## Begin

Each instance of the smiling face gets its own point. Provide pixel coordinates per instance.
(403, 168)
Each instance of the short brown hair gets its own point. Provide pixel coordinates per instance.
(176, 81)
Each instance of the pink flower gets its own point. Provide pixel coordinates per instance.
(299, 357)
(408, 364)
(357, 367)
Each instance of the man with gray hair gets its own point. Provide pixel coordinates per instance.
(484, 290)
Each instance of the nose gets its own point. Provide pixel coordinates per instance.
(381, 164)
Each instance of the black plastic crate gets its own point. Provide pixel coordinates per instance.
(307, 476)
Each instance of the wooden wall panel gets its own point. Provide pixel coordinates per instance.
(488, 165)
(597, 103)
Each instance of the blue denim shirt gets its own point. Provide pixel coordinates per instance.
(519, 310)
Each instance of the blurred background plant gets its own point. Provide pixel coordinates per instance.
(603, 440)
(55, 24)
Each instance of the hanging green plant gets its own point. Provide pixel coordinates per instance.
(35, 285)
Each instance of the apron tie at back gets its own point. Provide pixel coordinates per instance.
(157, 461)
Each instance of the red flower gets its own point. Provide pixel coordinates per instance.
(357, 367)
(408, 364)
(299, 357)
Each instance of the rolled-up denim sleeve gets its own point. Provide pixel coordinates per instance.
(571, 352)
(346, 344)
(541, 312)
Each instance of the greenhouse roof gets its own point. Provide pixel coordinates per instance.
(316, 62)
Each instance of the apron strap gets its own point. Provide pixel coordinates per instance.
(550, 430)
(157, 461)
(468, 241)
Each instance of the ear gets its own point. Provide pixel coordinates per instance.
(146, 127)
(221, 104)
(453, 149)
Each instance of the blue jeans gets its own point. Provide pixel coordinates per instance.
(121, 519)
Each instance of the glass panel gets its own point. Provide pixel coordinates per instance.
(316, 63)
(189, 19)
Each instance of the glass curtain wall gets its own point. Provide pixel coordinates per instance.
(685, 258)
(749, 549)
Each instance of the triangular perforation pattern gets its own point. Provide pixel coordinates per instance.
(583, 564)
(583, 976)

## End

■ **WRITTEN REQUEST**
Copy out the material word for word and line for line.

■ **RESULT BELOW**
Each instance of the smiling face gets its own point. Provide pixel coordinates per instance.
(403, 168)
Each instance of the short brown hair gets its own point. Provide pixel coordinates per instance.
(176, 81)
Each instance of the pink flower gets its own point. Provide pixel coordinates per instance.
(299, 357)
(408, 364)
(357, 367)
Each instance of the man with gray hair gets its own point. Provide pixel coordinates per instance.
(484, 290)
Each instance of the nose gets its own point. Provide pixel coordinates per instance.
(381, 164)
Each instance of the black plastic crate gets its own point. Provide pixel coordinates per instance.
(307, 476)
Each instance of the wooden wall panel gets its own point. Provide pixel coordinates per instance.
(488, 165)
(597, 103)
Each instance of the blue denim shirt gets its own point. Provide pixel coordinates per instance.
(519, 310)
Each instance of the blurred background plant gets its own point. Provide pixel coordinates per instance.
(603, 440)
(55, 24)
Each instance of the hanging green plant gets its own point. Provide pixel coordinates per instance.
(35, 285)
Each instance of the apron tie at back gets its own point. Provide pixel coordinates per instance.
(157, 461)
Each instance of the red flower gets its own point. Provide pixel coordinates per instance.
(357, 367)
(408, 364)
(299, 357)
Each instance of the rolled-up denim sleeve gets its own point. Provide pixel coordinates per instance.
(571, 352)
(346, 344)
(541, 312)
Each instance of the greenhouse roof gets its own point. Provide pixel coordinates per instance.
(316, 62)
Each instance of the apron strap gets its own point. Provide pixel coordinates per instance.
(550, 430)
(157, 461)
(468, 241)
Each instance of the ear gets its own point. Provide pixel coordinates per instance.
(146, 127)
(221, 104)
(453, 149)
Each instance of the blue jeans gets its own point. Provide pixel coordinates per instance.
(121, 519)
Each instance of the glass panel gets its own point. Provide pixel coordinates per instance.
(316, 63)
(189, 19)
Each instance of the glass curtain wall gets its own point. Provide pixel coordinates per instance.
(685, 258)
(749, 549)
Each instance of the triangular perforation pattern gets its own point. Provide pixel coordinates per instance.
(583, 564)
(583, 976)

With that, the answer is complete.